*ESTRATTO DELLA FONTE*.

%%

La “Fantasia” attraversa il canale di Corinto trainata da un rimorchiatore, Troyes, Médiathèque de l’Agglomeration Troyenne
Tra il 13 Luglio e il 16 Settembre del 1895 salpò per una crociera nel Mediterraneo sulla Fantasia di Edoardo Scarfoglio, un ketch di 93 tonnellate, così battezzato in onore del primo romanzo di sua moglie, Matilde Serao. I compagni di viaggio erano Scarfoglio, D’Annunzio, Georges Hérrelle, il traduttore francese del Vate, e l’avvocato abruzzese Pasquale Masciantonio, oltre all’equipaggio e a due gatti. Gli sfortunati felini, che per volontà di Scarfoglio venivano lavati tutti i giorni per il timore delle pulci, soffrivano spaventosamente il moto ondoso. L’itinerario scelto da D’Annunzio prevedeva l’imbarco a Brindisi e poi Corfù, Patrasso, Corinto, Delfi, Egina, Nauplia (per visitare le la cittadella fortificata di Micene e le mura ciclopiche a Tirinto), Salonicco, Costantinopoli, le rovine di Troia. Da lì la Fantasia avrebbe dovuto toccare la costa turca fino a Rodi e proseguire verso l’Egitto, la Tripolitania, Malta, la Sicilia e Napoli. Il tragitto fu radicalmente modificato a causa delle variazioni metereologiche. Durante la navigazione gli argonauti, così si erano autodefiniti, rilessero l’Iliade e l’Odissea. La barca conteneva infatti un ricchissimo carico di libri classici per un viaggio a traverso un sogno di poesie e di cultura.
La pagina del diario del viaggio in Grecia di Guido Boggiani del 7 Agosto 1895,
con l’illustrazione del Canale di Corinto Lo stretto era stato scavato da pochi anni quando fu attraversato dalla
“Fantasia”, Yale, Biblioteca Universitaria
Sia D’Annunzio, che Hérelle e Boggiani tennero un diario del viaggio. Quello di Boggiani, ora custodito nella biblioteca della Yale University, era anche corredato da mappe disegni. Ne esiste un’altra copia trascritta per Hérelle, ma priva di disegni, che si trova nella Médiathèque de l’Agglomeration Troyenne. A Olimpia gli occhi chiari del piemontese si bagnarono con lacrime di commozione davanti all’Hermes di Prassitele: L’ho toccato più volte, come si toccano le immagini divine… I turisti si fermarono una settimana ad Atene: le giornate erano dense di visite a musei e monumenti, le serate erano alla ricerca di donne di facili costumi a cui Boggiani ed Hérelle non partecipavano. Furono tutti invitati nella casa di campagna a Kifissia dell’ambasciatore italiano Alberto Pisani-Dossi e della moglie Carlotta Borsani.

%%

*CONSEGNA*. Per favore, continua il testo sulla crociera della Fantasia del 1895 riportato qui sopra, a partire dall'ultima frase.

*SEZIONE DATI*.
%%

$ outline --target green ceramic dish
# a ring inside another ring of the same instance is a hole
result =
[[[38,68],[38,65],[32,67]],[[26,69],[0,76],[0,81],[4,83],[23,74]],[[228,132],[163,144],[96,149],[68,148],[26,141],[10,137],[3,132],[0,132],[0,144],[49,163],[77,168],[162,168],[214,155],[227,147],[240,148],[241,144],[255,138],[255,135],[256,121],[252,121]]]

%%

*RISULTATO*.
Dalle pagine del diario di Hérelle si percepisce una certa idiosincrasia per il narcisismo del Vate, che non perdeva occasione per nuotare e prendere il sole nudo: e la veste di lino erami grave, mi scinsi… Il traduttore annotava: c’è in molti italiani un’assenza totale di pudore che mi sorprende sempre. Lunghe docce di Scarfoglio, di D’Annunzio, di Masciantonio; interminabili lavaggi con il sapone; semi-nudità durante pomeriggi interi, sul ponte. Boggiani, che è del nord, ha tutt’altro carattere: non si stupisce di niente, ma si burla di questo lasciarsi andare e dice ridendo: “Sono dei bambini maleducati!”.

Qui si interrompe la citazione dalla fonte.